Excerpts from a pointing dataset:

----

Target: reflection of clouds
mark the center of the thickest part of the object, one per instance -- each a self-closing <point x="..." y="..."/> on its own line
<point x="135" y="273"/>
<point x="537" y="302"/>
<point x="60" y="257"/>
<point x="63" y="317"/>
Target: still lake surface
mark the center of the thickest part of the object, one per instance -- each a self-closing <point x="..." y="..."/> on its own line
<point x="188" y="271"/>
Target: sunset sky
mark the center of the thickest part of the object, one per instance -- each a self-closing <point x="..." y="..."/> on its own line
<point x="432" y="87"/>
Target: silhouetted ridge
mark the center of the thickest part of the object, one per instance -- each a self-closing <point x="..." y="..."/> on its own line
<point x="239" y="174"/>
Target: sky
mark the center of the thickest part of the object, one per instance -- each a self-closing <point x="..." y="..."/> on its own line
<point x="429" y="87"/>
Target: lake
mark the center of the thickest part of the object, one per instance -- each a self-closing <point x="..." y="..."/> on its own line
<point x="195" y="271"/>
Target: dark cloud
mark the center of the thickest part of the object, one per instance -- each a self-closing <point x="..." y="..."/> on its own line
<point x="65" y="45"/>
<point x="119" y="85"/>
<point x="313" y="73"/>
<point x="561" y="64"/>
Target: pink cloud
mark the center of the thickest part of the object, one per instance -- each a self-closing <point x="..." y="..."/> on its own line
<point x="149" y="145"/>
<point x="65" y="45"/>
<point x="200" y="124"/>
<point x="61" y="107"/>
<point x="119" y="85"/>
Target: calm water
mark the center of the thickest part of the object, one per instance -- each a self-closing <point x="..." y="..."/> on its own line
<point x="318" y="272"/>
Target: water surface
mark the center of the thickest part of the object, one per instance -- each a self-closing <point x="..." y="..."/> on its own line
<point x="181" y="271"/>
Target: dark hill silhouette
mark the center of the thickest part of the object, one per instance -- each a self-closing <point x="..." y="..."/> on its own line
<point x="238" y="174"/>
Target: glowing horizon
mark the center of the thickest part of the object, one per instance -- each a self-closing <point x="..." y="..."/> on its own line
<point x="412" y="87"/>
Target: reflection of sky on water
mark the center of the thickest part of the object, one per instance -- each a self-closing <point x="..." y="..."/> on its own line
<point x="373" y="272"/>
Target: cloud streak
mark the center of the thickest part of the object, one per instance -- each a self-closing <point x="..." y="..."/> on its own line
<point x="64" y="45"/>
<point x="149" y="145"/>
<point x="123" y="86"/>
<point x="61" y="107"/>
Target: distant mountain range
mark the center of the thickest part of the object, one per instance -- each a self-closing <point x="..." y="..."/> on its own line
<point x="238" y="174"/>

----

- [Exercise objective] Render every line of the material above as a JSON list of strings, one string per line, and omit any blank lines.

- [Worked answer]
[
  "Target: reflection of clouds",
  "mark the center of the thickest part of the object, one per instance -- each a self-closing <point x=\"...\" y=\"...\"/> on its own line",
  "<point x=\"135\" y=\"273\"/>",
  "<point x=\"537\" y=\"302\"/>",
  "<point x=\"60\" y=\"257\"/>",
  "<point x=\"63\" y=\"317\"/>",
  "Target: still lake surface",
  "mark the center of the thickest part of the object, one per instance -- each a self-closing <point x=\"...\" y=\"...\"/> on its own line",
  "<point x=\"188\" y=\"271\"/>",
  "Target: sunset sky",
  "mark the center of the thickest part of the object, one per instance -- each a self-closing <point x=\"...\" y=\"...\"/> on its own line",
  "<point x=\"432\" y=\"87\"/>",
  "Target: silhouetted ridge",
  "mark the center of the thickest part of the object, one per instance -- each a self-closing <point x=\"...\" y=\"...\"/> on its own line",
  "<point x=\"239\" y=\"174\"/>",
  "Target: sky",
  "mark the center of the thickest part of the object, one per instance -- each a self-closing <point x=\"...\" y=\"...\"/> on its own line",
  "<point x=\"429\" y=\"87\"/>",
  "Target: lake",
  "mark the center of the thickest part of the object, one per instance -- each a self-closing <point x=\"...\" y=\"...\"/> on its own line",
  "<point x=\"195\" y=\"271\"/>",
  "Target: dark cloud",
  "mark the center of the thickest part of the object, one per instance -- each a self-closing <point x=\"...\" y=\"...\"/> on its own line",
  "<point x=\"65\" y=\"45\"/>",
  "<point x=\"119\" y=\"85\"/>",
  "<point x=\"313\" y=\"73\"/>",
  "<point x=\"561\" y=\"64\"/>",
  "Target: pink cloud",
  "mark the center of the thickest part of the object, one per instance -- each a self-closing <point x=\"...\" y=\"...\"/> on its own line",
  "<point x=\"149\" y=\"145\"/>",
  "<point x=\"65\" y=\"45\"/>",
  "<point x=\"200\" y=\"124\"/>",
  "<point x=\"61\" y=\"107\"/>",
  "<point x=\"119\" y=\"85\"/>",
  "Target: calm water",
  "mark the center of the thickest part of the object, one per instance -- each a self-closing <point x=\"...\" y=\"...\"/> on its own line",
  "<point x=\"318\" y=\"272\"/>",
  "Target: water surface",
  "mark the center of the thickest part of the object, one per instance -- each a self-closing <point x=\"...\" y=\"...\"/> on its own line",
  "<point x=\"181\" y=\"271\"/>",
  "Target: dark hill silhouette",
  "mark the center of the thickest part of the object, one per instance -- each a self-closing <point x=\"...\" y=\"...\"/> on its own line",
  "<point x=\"238\" y=\"174\"/>",
  "Target: glowing horizon",
  "mark the center of the thickest part of the object, one per instance -- each a self-closing <point x=\"...\" y=\"...\"/> on its own line",
  "<point x=\"412\" y=\"87\"/>",
  "Target: reflection of sky on water",
  "mark the center of the thickest part of the object, one per instance -- each a self-closing <point x=\"...\" y=\"...\"/> on its own line",
  "<point x=\"373\" y=\"272\"/>",
  "Target: cloud streak",
  "mark the center of the thickest part of the object, one per instance -- each a self-closing <point x=\"...\" y=\"...\"/> on its own line",
  "<point x=\"64\" y=\"45\"/>",
  "<point x=\"149\" y=\"145\"/>",
  "<point x=\"123\" y=\"86\"/>",
  "<point x=\"61\" y=\"107\"/>",
  "Target: distant mountain range",
  "mark the center of the thickest part of the object, one per instance -- each a self-closing <point x=\"...\" y=\"...\"/> on its own line",
  "<point x=\"238\" y=\"174\"/>"
]